Copy out each line of the listing that has the word "chunk" in it.

**MATERIAL TO PROCESS**
····················

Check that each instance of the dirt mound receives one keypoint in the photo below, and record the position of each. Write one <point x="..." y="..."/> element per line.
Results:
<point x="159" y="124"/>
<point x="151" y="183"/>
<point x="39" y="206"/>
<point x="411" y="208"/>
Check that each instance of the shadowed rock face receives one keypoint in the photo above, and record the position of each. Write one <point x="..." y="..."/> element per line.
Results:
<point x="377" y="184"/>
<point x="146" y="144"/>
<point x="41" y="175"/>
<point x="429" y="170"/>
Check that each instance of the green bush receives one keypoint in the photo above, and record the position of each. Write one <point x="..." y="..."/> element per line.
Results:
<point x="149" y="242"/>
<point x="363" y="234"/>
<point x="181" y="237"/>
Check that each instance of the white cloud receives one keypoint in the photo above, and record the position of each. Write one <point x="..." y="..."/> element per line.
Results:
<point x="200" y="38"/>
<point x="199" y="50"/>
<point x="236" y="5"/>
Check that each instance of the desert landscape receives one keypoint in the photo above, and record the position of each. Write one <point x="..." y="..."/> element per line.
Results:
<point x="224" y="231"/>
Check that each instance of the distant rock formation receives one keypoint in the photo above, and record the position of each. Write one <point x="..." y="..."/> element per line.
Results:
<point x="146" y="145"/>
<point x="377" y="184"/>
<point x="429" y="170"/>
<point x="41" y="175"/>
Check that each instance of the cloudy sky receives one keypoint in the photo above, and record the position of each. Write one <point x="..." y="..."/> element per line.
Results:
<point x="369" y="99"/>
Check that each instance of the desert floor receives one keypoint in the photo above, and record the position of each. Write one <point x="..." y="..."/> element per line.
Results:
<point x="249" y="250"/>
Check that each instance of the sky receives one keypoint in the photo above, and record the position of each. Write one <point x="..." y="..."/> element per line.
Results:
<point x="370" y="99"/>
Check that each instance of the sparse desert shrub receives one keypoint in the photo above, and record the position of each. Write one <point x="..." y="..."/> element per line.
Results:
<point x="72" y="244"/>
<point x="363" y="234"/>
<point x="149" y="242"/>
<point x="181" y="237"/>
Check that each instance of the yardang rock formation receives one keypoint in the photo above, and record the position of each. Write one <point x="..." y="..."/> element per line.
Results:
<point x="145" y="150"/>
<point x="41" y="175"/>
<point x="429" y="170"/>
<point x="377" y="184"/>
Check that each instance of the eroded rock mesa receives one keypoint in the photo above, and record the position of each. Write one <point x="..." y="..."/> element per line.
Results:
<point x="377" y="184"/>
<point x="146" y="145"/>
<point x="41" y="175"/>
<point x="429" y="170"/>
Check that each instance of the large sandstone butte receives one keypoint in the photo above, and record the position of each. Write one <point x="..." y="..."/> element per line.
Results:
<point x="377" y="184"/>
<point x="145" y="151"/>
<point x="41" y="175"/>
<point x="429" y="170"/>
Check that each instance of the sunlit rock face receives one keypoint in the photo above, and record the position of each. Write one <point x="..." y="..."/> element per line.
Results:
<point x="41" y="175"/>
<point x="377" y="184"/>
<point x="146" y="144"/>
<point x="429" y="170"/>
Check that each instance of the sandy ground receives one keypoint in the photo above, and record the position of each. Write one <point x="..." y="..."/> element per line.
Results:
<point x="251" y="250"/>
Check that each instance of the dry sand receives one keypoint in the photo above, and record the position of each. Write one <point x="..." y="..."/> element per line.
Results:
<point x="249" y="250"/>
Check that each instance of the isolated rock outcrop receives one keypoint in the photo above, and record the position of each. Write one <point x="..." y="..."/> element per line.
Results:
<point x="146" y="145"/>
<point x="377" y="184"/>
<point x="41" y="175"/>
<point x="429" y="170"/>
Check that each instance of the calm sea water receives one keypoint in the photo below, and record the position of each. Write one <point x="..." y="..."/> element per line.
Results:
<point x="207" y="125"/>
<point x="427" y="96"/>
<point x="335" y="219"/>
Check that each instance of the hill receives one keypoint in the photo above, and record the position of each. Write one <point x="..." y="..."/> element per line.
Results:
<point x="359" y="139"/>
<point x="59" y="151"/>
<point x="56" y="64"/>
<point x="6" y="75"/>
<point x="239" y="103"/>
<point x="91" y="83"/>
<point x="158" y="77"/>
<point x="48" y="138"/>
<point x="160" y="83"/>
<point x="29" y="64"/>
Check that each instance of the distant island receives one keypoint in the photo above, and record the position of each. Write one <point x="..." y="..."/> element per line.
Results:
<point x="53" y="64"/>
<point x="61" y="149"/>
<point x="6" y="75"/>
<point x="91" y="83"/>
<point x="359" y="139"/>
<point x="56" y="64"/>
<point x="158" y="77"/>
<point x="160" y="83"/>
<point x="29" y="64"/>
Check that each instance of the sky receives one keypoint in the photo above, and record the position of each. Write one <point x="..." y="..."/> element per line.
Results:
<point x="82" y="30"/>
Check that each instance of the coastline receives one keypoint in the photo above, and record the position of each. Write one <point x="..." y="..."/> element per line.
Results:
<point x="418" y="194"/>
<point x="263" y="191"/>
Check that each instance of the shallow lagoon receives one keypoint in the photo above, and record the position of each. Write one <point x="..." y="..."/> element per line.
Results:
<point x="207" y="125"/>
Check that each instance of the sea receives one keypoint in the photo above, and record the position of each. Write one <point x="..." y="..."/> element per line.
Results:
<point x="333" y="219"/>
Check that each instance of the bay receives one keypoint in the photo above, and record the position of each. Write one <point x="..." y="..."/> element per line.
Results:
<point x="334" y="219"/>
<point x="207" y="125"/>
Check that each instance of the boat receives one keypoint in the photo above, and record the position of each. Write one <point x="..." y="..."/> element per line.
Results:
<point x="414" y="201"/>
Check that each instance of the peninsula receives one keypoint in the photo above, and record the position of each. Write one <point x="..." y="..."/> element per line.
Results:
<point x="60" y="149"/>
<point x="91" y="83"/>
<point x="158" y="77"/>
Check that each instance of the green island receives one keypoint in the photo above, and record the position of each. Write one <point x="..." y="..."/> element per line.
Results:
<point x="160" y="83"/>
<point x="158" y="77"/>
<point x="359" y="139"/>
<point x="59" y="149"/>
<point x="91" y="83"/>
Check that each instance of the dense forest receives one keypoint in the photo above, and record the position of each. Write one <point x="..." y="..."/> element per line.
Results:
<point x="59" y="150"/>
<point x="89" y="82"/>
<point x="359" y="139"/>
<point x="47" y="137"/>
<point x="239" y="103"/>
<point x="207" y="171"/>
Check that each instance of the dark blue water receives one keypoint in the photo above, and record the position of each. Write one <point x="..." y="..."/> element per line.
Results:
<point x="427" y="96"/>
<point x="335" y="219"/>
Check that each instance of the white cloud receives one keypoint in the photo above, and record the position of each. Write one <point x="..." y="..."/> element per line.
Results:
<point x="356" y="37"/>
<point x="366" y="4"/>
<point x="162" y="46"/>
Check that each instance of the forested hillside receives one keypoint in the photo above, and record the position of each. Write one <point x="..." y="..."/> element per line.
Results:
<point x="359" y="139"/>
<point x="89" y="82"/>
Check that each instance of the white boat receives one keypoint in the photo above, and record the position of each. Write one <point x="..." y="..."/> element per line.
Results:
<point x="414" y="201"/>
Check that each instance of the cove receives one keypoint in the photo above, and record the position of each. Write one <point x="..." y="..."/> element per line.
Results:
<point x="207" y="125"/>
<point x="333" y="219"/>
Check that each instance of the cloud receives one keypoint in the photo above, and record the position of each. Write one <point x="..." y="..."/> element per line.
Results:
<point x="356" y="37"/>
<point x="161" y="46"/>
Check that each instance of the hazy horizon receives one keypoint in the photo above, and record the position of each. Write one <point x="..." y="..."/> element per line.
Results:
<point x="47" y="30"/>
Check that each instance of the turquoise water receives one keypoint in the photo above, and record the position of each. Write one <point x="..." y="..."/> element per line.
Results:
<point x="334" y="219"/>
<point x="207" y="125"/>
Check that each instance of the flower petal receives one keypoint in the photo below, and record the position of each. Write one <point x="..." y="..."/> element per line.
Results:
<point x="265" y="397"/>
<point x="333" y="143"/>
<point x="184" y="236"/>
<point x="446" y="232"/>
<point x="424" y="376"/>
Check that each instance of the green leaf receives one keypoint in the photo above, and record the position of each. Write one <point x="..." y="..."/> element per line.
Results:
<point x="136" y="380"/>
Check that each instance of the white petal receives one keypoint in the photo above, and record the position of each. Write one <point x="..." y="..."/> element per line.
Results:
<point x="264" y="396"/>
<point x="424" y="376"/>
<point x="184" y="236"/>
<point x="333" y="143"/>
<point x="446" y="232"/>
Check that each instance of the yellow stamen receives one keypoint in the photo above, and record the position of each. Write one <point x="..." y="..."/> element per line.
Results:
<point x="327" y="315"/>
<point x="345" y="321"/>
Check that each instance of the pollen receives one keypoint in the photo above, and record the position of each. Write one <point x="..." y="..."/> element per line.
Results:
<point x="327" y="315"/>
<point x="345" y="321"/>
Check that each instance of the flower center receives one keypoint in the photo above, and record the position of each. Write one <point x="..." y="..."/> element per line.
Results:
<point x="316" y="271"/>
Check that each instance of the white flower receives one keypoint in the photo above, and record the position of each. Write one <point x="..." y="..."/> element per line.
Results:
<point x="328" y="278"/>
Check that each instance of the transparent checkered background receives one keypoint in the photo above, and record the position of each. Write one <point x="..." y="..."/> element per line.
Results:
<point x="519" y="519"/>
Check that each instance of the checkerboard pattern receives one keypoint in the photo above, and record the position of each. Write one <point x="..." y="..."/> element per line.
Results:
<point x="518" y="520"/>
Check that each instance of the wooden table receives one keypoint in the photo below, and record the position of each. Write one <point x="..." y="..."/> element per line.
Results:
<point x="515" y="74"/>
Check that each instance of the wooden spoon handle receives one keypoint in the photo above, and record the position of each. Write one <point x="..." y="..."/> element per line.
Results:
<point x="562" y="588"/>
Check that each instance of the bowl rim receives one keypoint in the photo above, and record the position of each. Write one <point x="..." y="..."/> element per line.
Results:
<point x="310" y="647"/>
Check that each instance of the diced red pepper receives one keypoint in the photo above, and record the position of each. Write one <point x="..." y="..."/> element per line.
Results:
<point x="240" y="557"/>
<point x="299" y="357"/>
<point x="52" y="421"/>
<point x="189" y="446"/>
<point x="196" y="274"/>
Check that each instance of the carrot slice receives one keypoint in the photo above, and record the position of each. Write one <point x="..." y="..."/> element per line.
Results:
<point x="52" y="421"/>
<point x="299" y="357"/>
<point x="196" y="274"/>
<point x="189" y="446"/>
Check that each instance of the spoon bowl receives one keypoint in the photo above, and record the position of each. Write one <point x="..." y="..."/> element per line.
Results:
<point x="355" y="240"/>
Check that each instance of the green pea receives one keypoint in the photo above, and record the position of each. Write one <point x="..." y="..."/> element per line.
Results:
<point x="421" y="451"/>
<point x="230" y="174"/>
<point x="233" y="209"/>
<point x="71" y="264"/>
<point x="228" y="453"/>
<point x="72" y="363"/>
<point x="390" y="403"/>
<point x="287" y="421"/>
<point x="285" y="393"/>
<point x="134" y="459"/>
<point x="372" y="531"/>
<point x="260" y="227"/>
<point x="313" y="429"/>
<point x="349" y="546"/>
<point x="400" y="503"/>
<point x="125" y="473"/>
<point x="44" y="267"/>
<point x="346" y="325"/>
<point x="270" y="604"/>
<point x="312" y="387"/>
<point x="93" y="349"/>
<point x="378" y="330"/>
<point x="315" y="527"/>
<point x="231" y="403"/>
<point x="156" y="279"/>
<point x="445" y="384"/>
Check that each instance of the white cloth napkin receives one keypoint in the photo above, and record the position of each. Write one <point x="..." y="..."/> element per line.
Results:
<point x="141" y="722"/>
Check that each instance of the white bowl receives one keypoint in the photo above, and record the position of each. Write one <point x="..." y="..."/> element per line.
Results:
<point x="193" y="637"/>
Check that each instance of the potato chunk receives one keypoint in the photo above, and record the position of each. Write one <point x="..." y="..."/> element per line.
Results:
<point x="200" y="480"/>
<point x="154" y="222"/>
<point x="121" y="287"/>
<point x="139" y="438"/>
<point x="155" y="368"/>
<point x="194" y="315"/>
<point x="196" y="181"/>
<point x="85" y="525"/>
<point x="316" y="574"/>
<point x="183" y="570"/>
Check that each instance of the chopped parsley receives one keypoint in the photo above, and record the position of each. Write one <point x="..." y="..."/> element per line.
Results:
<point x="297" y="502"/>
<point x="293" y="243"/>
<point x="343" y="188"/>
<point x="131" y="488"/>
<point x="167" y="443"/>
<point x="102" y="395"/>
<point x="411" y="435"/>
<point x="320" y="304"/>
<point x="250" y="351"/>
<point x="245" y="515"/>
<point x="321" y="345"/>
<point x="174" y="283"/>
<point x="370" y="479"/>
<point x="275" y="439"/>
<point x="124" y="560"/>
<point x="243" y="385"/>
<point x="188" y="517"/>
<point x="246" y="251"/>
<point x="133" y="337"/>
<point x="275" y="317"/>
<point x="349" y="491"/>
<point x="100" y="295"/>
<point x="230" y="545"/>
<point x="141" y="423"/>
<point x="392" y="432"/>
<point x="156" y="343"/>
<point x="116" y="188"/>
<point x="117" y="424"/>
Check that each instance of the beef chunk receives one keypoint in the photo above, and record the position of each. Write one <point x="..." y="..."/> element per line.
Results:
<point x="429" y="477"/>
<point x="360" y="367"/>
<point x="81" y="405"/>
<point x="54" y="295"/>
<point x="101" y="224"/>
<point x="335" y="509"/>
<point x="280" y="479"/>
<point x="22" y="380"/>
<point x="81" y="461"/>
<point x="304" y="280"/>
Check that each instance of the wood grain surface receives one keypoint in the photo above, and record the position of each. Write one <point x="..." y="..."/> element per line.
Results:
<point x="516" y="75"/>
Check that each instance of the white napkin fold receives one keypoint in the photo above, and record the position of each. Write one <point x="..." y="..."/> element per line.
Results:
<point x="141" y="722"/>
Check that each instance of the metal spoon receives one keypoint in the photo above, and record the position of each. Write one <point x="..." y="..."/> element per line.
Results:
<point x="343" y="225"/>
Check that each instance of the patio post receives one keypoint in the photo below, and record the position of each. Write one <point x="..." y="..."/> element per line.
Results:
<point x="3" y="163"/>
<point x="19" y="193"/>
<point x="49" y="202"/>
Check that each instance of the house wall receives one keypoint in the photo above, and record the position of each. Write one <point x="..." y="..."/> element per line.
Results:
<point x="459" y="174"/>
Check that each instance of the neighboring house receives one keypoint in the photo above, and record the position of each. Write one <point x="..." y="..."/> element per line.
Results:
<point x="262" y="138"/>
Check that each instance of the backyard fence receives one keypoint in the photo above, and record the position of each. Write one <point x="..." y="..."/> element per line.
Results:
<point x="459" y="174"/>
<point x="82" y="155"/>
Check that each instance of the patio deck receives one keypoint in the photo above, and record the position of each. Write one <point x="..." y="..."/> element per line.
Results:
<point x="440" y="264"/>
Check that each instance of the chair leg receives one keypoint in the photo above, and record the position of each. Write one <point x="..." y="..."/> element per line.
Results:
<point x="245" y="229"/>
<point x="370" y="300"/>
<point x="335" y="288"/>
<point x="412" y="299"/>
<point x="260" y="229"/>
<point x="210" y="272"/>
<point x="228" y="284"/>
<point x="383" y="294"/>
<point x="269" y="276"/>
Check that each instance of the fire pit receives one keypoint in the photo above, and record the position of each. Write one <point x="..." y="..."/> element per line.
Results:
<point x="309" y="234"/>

····················

**SOLVED PROBLEM**
Check that each instance of the potato chunk receives one keypoint in the photo above, and record the position of each. Write one <point x="..." y="..."/> element per line.
Check that each instance of the beef chunk receives one keypoint in the photo above, and record the position of each. Write one <point x="..." y="..."/> element per line.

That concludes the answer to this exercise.